-- Activity --
Leave out every picture, and return exactly the lines from the line containing "Thanks in advance for your help! Please find the yellow" through the end of the records below, both inclusive.

[Data excerpts]
★ ★ ★ ★ ★ ★ ★
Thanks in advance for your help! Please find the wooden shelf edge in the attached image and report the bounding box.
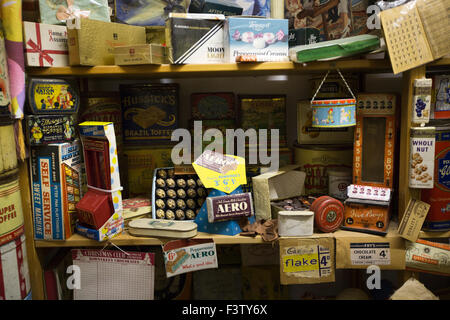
[419,230,450,239]
[25,59,394,77]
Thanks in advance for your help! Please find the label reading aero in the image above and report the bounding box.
[350,243,391,265]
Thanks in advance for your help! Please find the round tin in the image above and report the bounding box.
[0,116,18,174]
[0,234,31,300]
[328,167,352,200]
[312,196,344,232]
[294,143,353,195]
[0,169,24,246]
[311,98,356,128]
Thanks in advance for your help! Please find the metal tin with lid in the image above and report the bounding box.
[0,169,24,246]
[128,218,198,238]
[311,196,344,233]
[0,116,17,174]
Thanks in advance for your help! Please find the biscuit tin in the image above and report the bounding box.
[27,78,80,115]
[206,192,254,223]
[30,140,82,240]
[0,234,31,300]
[297,100,355,145]
[411,78,432,125]
[26,115,75,145]
[129,218,197,238]
[120,83,179,144]
[225,17,289,62]
[278,211,314,237]
[0,170,24,246]
[294,143,353,196]
[191,92,235,120]
[421,126,450,231]
[0,117,18,174]
[409,127,435,189]
[311,98,356,128]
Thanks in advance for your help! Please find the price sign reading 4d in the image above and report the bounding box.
[193,150,246,194]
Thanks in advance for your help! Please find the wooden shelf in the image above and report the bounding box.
[25,59,394,78]
[419,230,450,239]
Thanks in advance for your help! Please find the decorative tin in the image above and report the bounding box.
[0,170,24,246]
[191,92,235,120]
[293,143,353,196]
[421,126,450,231]
[27,78,80,115]
[278,211,314,237]
[0,234,31,300]
[26,115,75,145]
[120,83,179,144]
[311,70,356,128]
[206,192,254,223]
[405,239,450,276]
[311,98,356,128]
[412,78,432,125]
[311,196,344,233]
[409,127,435,189]
[0,116,18,174]
[342,198,390,235]
[123,197,151,227]
[328,167,352,200]
[129,218,197,238]
[30,140,82,240]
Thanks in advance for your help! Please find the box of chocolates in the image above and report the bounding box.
[152,167,209,221]
[206,192,254,223]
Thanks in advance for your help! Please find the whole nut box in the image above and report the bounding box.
[152,167,208,221]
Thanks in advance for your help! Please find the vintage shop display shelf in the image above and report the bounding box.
[25,58,450,78]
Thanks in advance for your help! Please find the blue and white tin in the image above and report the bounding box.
[311,98,356,128]
[225,17,289,62]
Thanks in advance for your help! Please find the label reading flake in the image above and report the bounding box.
[350,243,391,265]
[282,245,332,277]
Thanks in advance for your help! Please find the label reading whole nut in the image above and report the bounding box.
[409,127,435,189]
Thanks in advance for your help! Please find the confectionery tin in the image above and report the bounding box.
[421,126,450,231]
[128,218,197,239]
[328,168,352,200]
[27,78,80,115]
[311,98,356,128]
[25,114,75,145]
[0,234,31,300]
[311,196,344,233]
[0,169,24,246]
[0,116,18,174]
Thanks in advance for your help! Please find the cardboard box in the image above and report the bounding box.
[120,83,179,145]
[124,146,174,197]
[225,17,289,62]
[114,44,168,65]
[115,0,189,26]
[398,199,430,242]
[67,18,146,66]
[30,140,82,240]
[23,21,69,67]
[279,234,335,285]
[145,26,166,45]
[335,221,406,270]
[166,13,225,64]
[405,239,450,276]
[252,164,306,220]
[297,100,355,145]
[75,122,124,241]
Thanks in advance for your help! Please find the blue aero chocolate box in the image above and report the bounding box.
[120,83,179,144]
[225,17,289,62]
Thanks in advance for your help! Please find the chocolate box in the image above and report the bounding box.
[206,192,254,223]
[114,44,168,65]
[26,114,76,145]
[189,0,243,15]
[38,0,110,25]
[67,17,146,66]
[23,21,69,67]
[115,0,188,26]
[120,83,179,145]
[166,13,225,64]
[30,140,82,240]
[27,78,80,115]
[225,17,289,62]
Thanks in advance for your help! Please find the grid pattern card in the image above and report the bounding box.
[72,249,155,300]
[380,2,433,74]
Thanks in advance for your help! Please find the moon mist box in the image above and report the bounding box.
[120,83,179,145]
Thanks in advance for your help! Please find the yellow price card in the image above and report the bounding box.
[192,150,246,194]
[282,253,320,273]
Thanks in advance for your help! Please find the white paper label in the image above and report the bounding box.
[347,184,391,201]
[409,136,435,188]
[350,243,391,265]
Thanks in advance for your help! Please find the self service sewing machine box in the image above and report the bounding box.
[30,140,82,240]
[224,17,289,62]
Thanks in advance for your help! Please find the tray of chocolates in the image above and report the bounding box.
[152,167,208,221]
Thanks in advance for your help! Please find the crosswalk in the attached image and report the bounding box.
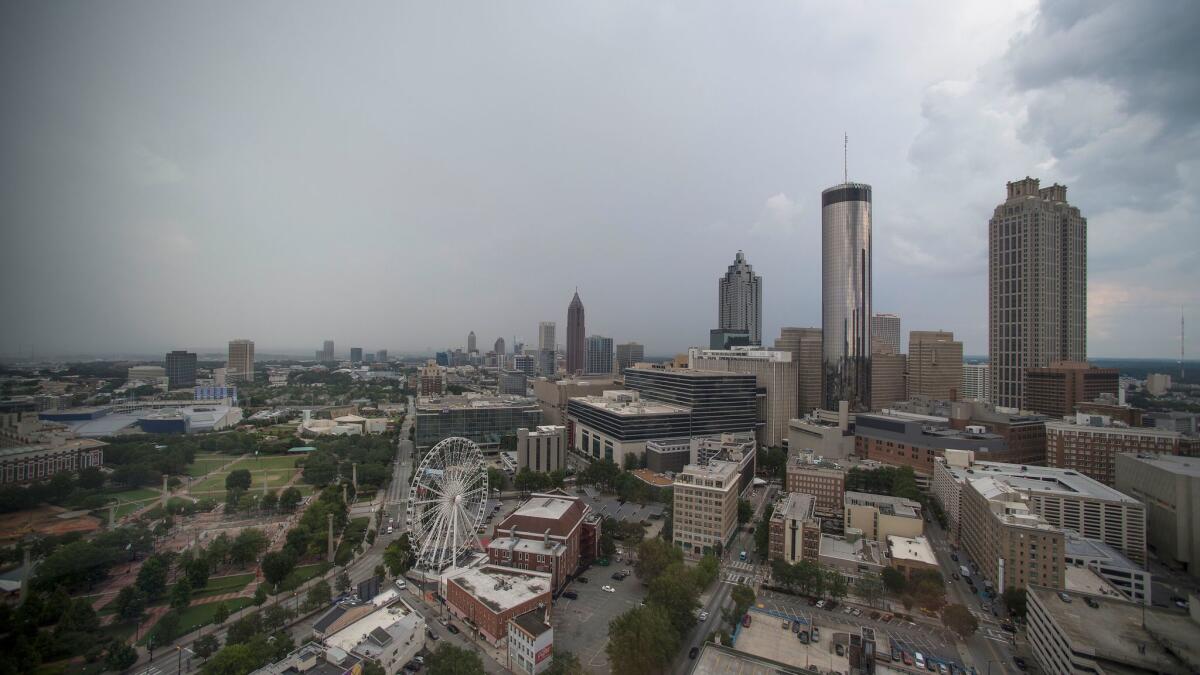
★ ★ ★ ★ ★ ★ ★
-- Exercise solution --
Thanks in advance for your help! Please find the yellow price card in the image above and report the bounding box.
[192,150,246,194]
[282,253,320,273]
Thanks in advance for your help! Please find the white paper label in the image above and report the bounding box.
[347,184,391,201]
[409,136,435,188]
[350,243,391,265]
Thanks in advance for your help! Please find the self service sewing machine box in the image above and report the bounding box.
[30,140,82,240]
[224,17,289,62]
Thanks in advance for your help! Please find the tray of chocolates in the image above and report the bounding box.
[152,167,208,221]
Thanks in advance for your help! Please find the crosswalk in the attached image and report the bounding box.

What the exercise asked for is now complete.